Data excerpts
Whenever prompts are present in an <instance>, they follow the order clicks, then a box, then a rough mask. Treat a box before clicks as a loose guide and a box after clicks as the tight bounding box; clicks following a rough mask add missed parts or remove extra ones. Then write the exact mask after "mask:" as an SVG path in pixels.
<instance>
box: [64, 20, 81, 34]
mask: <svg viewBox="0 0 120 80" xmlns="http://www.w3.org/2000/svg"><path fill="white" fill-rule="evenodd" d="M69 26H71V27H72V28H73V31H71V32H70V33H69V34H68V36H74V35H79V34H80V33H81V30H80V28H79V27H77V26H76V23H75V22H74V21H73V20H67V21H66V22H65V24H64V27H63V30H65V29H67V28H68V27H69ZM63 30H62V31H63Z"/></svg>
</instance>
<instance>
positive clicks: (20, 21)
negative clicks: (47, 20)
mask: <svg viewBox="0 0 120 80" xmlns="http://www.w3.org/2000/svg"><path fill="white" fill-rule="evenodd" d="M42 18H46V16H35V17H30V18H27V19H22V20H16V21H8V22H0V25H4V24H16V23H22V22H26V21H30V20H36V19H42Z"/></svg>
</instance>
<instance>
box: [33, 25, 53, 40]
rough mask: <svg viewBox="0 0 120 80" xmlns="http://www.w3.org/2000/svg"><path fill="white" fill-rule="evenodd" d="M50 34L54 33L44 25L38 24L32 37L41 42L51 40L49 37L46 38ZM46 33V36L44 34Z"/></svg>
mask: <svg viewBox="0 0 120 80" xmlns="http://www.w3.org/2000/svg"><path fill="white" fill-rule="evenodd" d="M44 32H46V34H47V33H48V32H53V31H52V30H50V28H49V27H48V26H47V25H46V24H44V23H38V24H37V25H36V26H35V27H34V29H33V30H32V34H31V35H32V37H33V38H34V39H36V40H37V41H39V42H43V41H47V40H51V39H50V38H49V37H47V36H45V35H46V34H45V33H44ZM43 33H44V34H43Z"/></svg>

Work order »
Starting at the line with "positive clicks: (20, 21)", copy every line up to and including the last one in the entries above.

Answer box »
positive clicks: (20, 21)
negative clicks: (47, 20)
mask: <svg viewBox="0 0 120 80" xmlns="http://www.w3.org/2000/svg"><path fill="white" fill-rule="evenodd" d="M42 18H46V16H35V17H30V18H27V19H22V20H16V21H8V22H0V25H4V24H16V23H22V22H26V21H30V20H36V19H42Z"/></svg>
</instance>
<instance>
box: [33, 25, 53, 40]
rough mask: <svg viewBox="0 0 120 80" xmlns="http://www.w3.org/2000/svg"><path fill="white" fill-rule="evenodd" d="M50 34L54 33L44 25L38 24L32 37L41 42L51 40L49 37L46 38ZM46 33V36L44 34Z"/></svg>
mask: <svg viewBox="0 0 120 80" xmlns="http://www.w3.org/2000/svg"><path fill="white" fill-rule="evenodd" d="M44 32H46V34H47V33H48V32H53V31H52V30H50V28H49V27H48V26H47V25H46V24H44V23H38V24H37V25H36V26H35V27H34V29H33V30H32V34H31V35H32V37H33V38H34V39H36V40H37V41H39V42H43V41H47V40H51V39H50V38H49V37H47V36H45V35H46V34H45V33H44ZM43 33H44V34H43Z"/></svg>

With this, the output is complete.